> **Task requirements**
Which of the lines below contain the string "grass"? Report each of them, copied in full.

○ ○ ○

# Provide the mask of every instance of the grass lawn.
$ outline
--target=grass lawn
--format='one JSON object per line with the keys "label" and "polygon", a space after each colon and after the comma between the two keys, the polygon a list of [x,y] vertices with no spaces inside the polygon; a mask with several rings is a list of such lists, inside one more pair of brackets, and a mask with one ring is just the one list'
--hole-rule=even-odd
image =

○ ○ ○

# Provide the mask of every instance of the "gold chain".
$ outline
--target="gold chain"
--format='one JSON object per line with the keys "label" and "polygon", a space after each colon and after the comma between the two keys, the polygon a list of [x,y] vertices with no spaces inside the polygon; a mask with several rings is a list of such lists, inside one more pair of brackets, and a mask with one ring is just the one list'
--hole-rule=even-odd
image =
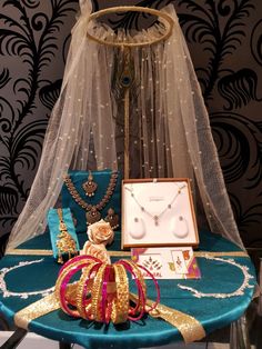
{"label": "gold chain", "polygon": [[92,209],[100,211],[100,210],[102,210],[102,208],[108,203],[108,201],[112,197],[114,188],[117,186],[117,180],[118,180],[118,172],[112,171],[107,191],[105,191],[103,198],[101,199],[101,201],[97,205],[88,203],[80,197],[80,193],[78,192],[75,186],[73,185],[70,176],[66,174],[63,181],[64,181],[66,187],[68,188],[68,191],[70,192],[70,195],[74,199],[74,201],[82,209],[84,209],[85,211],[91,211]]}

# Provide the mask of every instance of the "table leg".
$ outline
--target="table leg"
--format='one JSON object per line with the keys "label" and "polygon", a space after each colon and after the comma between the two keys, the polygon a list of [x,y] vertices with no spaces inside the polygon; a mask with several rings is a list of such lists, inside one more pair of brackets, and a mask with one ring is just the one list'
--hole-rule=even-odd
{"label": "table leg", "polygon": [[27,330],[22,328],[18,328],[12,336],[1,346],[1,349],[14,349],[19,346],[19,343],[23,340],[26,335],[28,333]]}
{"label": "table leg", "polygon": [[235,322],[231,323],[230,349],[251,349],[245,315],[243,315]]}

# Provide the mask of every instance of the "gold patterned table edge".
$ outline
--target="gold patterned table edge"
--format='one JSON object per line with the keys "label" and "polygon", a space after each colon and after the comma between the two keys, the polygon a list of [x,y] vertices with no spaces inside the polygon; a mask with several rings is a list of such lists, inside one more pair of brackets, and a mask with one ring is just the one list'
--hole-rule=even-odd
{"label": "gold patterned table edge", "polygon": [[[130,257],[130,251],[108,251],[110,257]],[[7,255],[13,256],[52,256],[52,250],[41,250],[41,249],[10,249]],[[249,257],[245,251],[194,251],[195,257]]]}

○ ○ ○

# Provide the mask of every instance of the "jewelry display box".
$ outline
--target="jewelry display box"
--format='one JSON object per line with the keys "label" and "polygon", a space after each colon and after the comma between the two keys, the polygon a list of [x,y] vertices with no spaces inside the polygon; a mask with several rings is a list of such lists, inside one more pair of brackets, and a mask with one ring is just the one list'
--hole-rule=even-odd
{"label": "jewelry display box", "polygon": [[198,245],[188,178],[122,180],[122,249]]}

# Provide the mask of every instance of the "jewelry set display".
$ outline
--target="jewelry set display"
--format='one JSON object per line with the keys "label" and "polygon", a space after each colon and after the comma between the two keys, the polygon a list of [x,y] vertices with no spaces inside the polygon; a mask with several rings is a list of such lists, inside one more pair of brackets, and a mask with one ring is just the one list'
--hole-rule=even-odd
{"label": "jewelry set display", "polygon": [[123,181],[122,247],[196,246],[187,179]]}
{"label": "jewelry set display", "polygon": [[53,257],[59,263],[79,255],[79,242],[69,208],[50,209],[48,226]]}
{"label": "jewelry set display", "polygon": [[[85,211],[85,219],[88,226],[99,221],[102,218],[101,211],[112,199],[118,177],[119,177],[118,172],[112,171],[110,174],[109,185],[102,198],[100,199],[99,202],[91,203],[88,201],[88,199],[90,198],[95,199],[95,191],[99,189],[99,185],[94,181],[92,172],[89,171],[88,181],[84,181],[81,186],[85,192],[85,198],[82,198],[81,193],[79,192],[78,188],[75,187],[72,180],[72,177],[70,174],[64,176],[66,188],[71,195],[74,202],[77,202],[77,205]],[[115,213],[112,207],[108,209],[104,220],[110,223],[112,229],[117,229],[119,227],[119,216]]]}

○ ○ ○

> **Answer below**
# Provide the mask of every instance of the grass lawn.
--target=grass lawn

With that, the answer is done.